— Text provided —

Segment Open

Any discussion that maybe Coppi’s first Giro victory was a fluke can be dismissed out of hand. It’s done like this: The bulk of Coppi’s wins came following the war. In other words, he got better as he aged.
Coppi notched four of his five Giro victories in the years 1947 to 1953. He scored his ’53 victory at the age of 33, giving him a 14-year span between his first and last grand tour victories. Consider that all of Merckx’ grand tour victories were sandwiched in a seven-year span, Hinault’s in eight years. Only Gino Bartali commands a similar breadth of accomplishment, with 14 years spanning his first Giro victory to his final Tour victory. Even if we factor out the five years of the war from their careers, it’s worth noting that Coppi and Bartali were both grand tour winners over a nine-year span.
Hold Your Breath
Let’s take a moment to consider what an impact that five-year span of time was.
Coppi was 21 years old when the 1941 season opened. The winner of the previous year’s Giro d’Italia with the confidence of a dominant new champion. He won the Giro di Toscana, then the Giro dell’Emilia then traveled north to take the Giro del Veneto, followed by the Tre Valli Varesine. But in 1941 there was no Giro d’Italia, no Tour de France.
Plainly put, Coppi raced all he could, and won all he could, but faced with other great champions who refused to capitulate, he couldn’t sweep the limited season of racing available to him. For example, he was served up defeat at the Circuito de Benevento and the Coppa Marin by Gino Bartali.
No Dearth of Competition
The cancellation of the Giro from 1941 to 1945 can create a false impression of no racing or next to no racing for Italian professionals. The truth is a little stranger. Most races in Italy were cancelled but two years.
Milan-San Remo was canceled in 1944 and ’45. The Giro di Lombardia was canceled in 1943 and ’44. Almost every race in Italy followed the example of one of those events. So while competition was thinner during 1943 and 1945, 1944 is the only year that proved to be almost without races. Of the big events in Italy, only the Italian National Road Race Championship continued unabated throughout the war; the last time the race wasn’t held was 1918.

Segment Closed

— Supplied material —
Segment Open

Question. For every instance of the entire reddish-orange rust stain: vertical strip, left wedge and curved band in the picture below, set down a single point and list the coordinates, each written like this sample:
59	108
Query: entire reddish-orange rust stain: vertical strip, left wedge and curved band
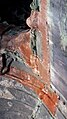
21	43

Segment Closed

— Problem to solve —
In the Coppi passage, which Italian race continued without interruption throughout the war? Rely solely on the Coppi passage for what comes next.

— Response to this task —
The Italian National Road Race Championship.